*Directions for this task:* Repeat the lines from the line with "box: [17, 115, 76, 161]" to the line with "positive clicks: (51, 160)" in the listing below, keeping both end lines and adding nothing.
** Source material follows **
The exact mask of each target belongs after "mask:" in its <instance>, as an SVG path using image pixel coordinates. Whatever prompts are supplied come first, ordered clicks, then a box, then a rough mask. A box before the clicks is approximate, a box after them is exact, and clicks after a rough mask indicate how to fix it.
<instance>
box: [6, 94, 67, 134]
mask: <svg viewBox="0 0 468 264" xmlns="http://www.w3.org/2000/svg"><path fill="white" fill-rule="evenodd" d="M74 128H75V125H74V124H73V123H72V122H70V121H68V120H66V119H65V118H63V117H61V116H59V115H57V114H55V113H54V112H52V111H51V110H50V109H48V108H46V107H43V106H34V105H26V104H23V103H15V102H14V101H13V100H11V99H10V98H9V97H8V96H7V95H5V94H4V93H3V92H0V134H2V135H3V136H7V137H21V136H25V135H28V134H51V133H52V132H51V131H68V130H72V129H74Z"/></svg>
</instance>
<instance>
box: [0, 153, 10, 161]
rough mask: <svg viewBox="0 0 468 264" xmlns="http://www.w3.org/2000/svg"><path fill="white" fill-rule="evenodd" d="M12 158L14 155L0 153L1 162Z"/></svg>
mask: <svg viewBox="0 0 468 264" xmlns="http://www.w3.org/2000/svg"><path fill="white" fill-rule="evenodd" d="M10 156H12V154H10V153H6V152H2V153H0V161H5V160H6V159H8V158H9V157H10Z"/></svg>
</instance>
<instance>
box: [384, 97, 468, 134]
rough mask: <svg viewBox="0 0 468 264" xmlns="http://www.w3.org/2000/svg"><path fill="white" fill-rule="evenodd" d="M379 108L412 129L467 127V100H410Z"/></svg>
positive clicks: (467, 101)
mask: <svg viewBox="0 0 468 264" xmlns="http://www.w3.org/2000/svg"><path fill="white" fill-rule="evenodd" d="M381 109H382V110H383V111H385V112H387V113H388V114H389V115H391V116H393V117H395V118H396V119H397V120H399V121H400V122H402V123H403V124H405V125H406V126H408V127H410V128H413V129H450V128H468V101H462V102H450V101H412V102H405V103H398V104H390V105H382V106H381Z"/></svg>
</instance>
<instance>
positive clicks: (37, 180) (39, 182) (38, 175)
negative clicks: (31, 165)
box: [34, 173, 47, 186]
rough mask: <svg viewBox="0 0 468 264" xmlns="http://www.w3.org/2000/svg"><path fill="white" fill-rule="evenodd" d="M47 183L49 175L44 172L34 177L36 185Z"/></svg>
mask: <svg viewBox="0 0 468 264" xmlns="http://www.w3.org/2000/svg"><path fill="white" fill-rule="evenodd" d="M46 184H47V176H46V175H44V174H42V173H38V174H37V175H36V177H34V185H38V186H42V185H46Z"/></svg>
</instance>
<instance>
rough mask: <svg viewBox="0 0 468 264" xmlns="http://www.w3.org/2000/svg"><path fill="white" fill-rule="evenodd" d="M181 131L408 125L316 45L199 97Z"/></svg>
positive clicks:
** End of Source material **
** Source material follows **
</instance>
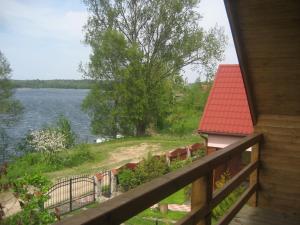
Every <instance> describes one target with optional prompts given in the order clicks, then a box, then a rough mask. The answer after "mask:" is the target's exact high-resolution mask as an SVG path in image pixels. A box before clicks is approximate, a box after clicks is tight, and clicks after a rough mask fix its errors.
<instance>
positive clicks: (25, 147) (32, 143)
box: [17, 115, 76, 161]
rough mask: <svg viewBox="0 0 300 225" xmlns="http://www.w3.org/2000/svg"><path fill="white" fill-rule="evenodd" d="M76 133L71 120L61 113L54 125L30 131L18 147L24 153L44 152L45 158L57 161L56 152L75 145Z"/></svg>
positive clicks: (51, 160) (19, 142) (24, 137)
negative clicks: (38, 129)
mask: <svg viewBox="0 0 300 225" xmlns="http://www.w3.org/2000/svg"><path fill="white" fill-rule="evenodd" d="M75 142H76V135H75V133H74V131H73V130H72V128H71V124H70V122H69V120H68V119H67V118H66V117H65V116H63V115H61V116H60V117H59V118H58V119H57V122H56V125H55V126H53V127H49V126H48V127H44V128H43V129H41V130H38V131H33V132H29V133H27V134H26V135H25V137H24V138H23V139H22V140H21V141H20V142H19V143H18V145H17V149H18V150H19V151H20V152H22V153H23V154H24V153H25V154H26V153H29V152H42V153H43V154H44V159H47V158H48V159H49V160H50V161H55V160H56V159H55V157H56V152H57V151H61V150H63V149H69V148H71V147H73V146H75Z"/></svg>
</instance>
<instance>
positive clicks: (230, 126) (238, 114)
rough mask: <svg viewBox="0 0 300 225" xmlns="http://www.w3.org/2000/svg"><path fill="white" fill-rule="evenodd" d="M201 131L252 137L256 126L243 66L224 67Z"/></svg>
** End of Source material **
** Source material follows **
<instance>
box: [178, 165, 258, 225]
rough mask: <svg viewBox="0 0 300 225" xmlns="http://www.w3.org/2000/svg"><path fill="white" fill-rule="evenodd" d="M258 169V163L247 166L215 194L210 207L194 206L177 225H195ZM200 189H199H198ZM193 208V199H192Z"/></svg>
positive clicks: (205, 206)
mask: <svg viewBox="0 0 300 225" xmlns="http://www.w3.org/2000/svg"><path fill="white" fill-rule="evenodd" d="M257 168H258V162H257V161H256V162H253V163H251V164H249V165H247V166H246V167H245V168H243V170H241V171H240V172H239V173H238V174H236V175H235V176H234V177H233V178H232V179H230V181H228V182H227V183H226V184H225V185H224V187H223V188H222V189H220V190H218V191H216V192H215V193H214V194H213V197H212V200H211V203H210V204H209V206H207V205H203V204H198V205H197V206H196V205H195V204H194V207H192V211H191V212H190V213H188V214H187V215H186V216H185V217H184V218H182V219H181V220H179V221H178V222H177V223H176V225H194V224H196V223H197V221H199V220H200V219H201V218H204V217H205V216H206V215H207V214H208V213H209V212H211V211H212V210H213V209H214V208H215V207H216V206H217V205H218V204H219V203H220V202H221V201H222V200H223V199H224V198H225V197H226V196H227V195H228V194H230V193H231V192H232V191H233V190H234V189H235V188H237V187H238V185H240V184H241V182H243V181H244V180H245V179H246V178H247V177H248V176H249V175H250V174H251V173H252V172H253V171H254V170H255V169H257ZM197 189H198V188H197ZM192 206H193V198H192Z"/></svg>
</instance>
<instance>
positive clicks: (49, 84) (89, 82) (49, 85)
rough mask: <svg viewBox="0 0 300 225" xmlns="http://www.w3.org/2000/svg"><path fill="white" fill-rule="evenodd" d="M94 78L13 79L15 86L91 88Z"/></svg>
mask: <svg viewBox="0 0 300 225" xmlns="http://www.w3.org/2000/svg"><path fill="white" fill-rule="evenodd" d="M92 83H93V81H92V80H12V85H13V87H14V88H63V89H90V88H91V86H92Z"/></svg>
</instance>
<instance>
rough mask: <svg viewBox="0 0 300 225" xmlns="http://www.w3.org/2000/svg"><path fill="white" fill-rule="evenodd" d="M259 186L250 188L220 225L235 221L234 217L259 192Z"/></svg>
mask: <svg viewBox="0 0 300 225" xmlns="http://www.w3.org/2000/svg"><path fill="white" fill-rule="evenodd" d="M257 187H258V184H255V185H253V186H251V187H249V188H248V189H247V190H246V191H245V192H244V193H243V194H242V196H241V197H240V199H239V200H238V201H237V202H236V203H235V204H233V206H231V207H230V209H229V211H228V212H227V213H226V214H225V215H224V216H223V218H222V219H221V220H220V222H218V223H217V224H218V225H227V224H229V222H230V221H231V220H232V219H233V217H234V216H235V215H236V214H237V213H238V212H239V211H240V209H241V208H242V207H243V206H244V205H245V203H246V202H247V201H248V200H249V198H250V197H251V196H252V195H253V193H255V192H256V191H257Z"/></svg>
** End of Source material **
*Expected answer:*
box: [17, 115, 76, 161]
rough mask: <svg viewBox="0 0 300 225" xmlns="http://www.w3.org/2000/svg"><path fill="white" fill-rule="evenodd" d="M76 133L71 120L61 113L54 125L30 131L18 147L24 153L44 152L45 158L57 161L56 152L75 145Z"/></svg>
positive clicks: (51, 160) (19, 142) (24, 137)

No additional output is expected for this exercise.